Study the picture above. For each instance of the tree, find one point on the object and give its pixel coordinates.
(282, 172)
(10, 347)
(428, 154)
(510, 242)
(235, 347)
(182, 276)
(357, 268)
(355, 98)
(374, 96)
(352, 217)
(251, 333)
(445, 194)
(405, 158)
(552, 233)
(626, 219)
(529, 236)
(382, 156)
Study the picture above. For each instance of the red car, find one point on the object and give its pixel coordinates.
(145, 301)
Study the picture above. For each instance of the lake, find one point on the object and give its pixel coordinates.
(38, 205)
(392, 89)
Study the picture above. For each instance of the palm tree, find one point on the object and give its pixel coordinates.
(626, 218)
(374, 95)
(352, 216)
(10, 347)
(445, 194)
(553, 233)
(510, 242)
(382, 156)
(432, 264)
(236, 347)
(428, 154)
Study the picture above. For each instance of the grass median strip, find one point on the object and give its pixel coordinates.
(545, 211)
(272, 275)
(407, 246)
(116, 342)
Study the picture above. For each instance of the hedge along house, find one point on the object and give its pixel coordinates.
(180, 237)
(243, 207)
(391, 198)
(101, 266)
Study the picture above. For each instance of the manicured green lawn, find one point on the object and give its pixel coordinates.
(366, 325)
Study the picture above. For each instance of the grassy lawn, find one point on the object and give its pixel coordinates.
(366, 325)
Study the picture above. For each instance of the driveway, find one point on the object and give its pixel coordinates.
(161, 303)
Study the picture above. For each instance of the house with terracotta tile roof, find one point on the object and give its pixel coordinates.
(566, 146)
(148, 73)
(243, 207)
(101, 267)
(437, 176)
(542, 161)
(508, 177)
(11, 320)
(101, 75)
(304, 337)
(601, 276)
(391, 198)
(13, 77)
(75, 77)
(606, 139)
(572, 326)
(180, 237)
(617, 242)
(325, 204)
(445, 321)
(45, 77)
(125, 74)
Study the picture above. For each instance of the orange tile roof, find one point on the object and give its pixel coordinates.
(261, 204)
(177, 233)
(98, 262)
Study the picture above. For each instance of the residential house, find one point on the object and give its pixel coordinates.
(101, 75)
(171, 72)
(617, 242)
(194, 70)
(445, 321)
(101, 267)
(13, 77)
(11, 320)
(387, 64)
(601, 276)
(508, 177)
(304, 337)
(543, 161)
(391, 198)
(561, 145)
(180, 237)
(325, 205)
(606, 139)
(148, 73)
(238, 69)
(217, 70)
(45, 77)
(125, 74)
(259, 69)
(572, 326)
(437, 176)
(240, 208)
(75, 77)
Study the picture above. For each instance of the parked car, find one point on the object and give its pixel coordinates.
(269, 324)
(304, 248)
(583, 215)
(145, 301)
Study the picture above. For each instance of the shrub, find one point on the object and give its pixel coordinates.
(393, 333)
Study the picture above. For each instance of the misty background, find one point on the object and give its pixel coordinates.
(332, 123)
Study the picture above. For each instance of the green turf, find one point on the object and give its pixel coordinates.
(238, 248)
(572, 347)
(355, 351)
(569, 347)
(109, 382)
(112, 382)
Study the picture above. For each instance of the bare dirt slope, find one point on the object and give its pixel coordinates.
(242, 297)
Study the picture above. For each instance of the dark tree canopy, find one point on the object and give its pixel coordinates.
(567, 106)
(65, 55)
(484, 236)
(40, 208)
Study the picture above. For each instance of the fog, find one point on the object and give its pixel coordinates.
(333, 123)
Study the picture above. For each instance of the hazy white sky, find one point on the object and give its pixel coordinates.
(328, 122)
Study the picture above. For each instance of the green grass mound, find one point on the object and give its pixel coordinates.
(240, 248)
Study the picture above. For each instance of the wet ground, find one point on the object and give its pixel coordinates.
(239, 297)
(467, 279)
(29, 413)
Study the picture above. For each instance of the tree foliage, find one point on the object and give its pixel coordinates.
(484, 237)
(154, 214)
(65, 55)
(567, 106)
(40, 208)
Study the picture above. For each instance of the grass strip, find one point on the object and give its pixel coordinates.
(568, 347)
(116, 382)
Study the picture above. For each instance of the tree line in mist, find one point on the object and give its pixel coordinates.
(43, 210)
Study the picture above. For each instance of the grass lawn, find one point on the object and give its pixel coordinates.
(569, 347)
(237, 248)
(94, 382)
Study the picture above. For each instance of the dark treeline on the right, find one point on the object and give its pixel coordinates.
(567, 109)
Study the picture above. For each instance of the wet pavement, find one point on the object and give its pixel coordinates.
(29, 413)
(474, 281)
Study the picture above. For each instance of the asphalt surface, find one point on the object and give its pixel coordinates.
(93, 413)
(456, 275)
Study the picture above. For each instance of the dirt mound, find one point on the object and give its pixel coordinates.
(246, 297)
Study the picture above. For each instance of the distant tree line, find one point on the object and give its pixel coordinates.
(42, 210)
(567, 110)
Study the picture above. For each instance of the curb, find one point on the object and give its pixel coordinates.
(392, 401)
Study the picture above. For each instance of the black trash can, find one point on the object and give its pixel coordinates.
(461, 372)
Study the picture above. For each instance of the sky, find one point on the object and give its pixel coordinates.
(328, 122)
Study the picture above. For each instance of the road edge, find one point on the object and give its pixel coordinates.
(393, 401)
++++++++++++++++++++
WHAT YOU HAVE TO DO
Give back each line above exactly as written.

TASK SOLUTION
Study the picture above. For each instance of the tree, find one point on the object and give its pixel coordinates.
(282, 172)
(10, 347)
(428, 154)
(510, 242)
(235, 347)
(182, 276)
(357, 268)
(355, 98)
(374, 96)
(352, 217)
(251, 333)
(445, 194)
(405, 158)
(552, 233)
(626, 219)
(529, 236)
(382, 156)
Study the picture above. For each instance of the red car, find one point on the object and give its pixel coordinates.
(145, 301)
Study the picture above. For each instance of the lake, find one point on the object and give its pixel coordinates.
(38, 205)
(392, 89)
Study the picture above. For each instance of the palm tree, find one point on the object and give its pixel coordinates.
(626, 218)
(374, 95)
(352, 216)
(10, 347)
(445, 194)
(553, 233)
(510, 242)
(382, 156)
(432, 264)
(236, 347)
(428, 154)
Study the picture above. For each instance of the grass median strip, find one point on the object and give its pixel coordinates.
(545, 211)
(272, 275)
(407, 246)
(116, 342)
Study the picture above. For each instance of the hedge along house, find one point on the object and give its pixel coordinates.
(180, 237)
(243, 207)
(391, 198)
(101, 266)
Study the picture above. For each instance of the manicured green lawn, find one point on the object and give its pixel coordinates.
(366, 325)
Study the picture above. For each instance of the grassy lawn, find one point on the object and give its pixel coordinates.
(366, 325)
Study the picture above. For each instance of the driveway, find one point on the object and give its pixel coordinates.
(161, 303)
Study the picture above. For each instance of the house with terracotta tile roof, find one point on the object and give its pixel coordinates.
(566, 146)
(148, 73)
(243, 207)
(101, 267)
(437, 176)
(542, 161)
(508, 177)
(11, 320)
(101, 75)
(304, 337)
(601, 276)
(391, 198)
(13, 77)
(75, 77)
(606, 139)
(572, 326)
(180, 237)
(617, 242)
(325, 204)
(445, 321)
(45, 77)
(125, 74)
Study the picture above. For each instance of the orange tile roof, find one point on the object and give its pixel coordinates.
(261, 204)
(177, 233)
(98, 262)
Study the picture above. For each instance of the residential house, find one point on the object and give its pixel coordinates.
(101, 75)
(171, 72)
(617, 242)
(194, 70)
(445, 321)
(101, 267)
(13, 77)
(11, 320)
(387, 64)
(601, 276)
(508, 177)
(304, 337)
(543, 161)
(391, 198)
(561, 145)
(180, 237)
(325, 205)
(606, 139)
(148, 73)
(238, 69)
(217, 70)
(45, 77)
(125, 74)
(259, 69)
(572, 326)
(437, 176)
(240, 208)
(75, 77)
Study the picture above. For each instance of the parked car, find one point on the object and give its pixel coordinates.
(269, 324)
(304, 248)
(583, 215)
(145, 301)
Study the picture above. For each instance of the shrub, find one point on the object and give its pixel coordinates.
(393, 333)
Study the picture above. For each instance of the misty background, find one point on the object and give its pixel coordinates.
(332, 123)
Study the picture above. For each instance of the green turf, find one point on the object and give its pixel coordinates.
(238, 248)
(572, 347)
(355, 351)
(569, 347)
(109, 382)
(112, 382)
Study the picture above. For each instance of the bare dirt slope, find one point on the object and give its pixel coordinates.
(242, 297)
Study the picture above. For each instance of the dark tree canopy, find one point on the object and give its pixel coordinates.
(567, 106)
(65, 55)
(484, 236)
(40, 208)
Study the picture above. For each instance of the fog, find one point on the object and give its pixel coordinates.
(333, 123)
Study the picture above. For each instance of the hazy white sky, find one point on the object and give its pixel coordinates.
(328, 122)
Study the picture above. For each instance of the green grass mound, find one point on the object and give its pixel coordinates.
(240, 248)
Study the picture above. For each instance of the wet ground, find one point on the object and give its pixel coordinates.
(239, 297)
(467, 279)
(29, 413)
Study the picture above. For each instance of the tree foliage, find one point on the object and give its pixel coordinates.
(484, 237)
(154, 214)
(65, 55)
(567, 106)
(40, 208)
Study the picture above. For each instance of the grass strip, find one point on the object and give its pixel coordinates.
(568, 347)
(116, 382)
Study the picture above. For each instance of the tree line in mist, find one point on the object and give its pixel coordinates.
(43, 210)
Study the picture above. For each instance of the grass lawn, find one point on the object and give its pixel coordinates.
(569, 347)
(237, 248)
(94, 382)
Study the picture above. For each instance of the dark treeline on the right, find one point on the object and give its pixel coordinates.
(567, 109)
Study the picture above. For each instance of the wet pavement, find one point on the object and give its pixel coordinates.
(29, 413)
(474, 281)
Study the picture above. For each instance of the asphalt surface, find one point on the object and give its pixel coordinates.
(93, 413)
(456, 275)
Study the picture above. For each instance of the dirt mound, find one point on the object and give its pixel coordinates.
(246, 297)
Study the picture above. For each instance of the distant tree line, find one point on the object and give its pixel coordinates.
(42, 210)
(567, 110)
Study the picture above. For each instance of the curb, find one point on the object and give its pixel coordinates.
(392, 401)
Study the picture above. For each instance of the black trash can, find one point on the object and give its pixel coordinates.
(461, 372)
Study the picture above. For each instance of the sky, find one point on the object and give its pixel coordinates.
(328, 122)
Study the picture above. For each instance of the road edge, find one point on the object and give its pixel coordinates.
(393, 401)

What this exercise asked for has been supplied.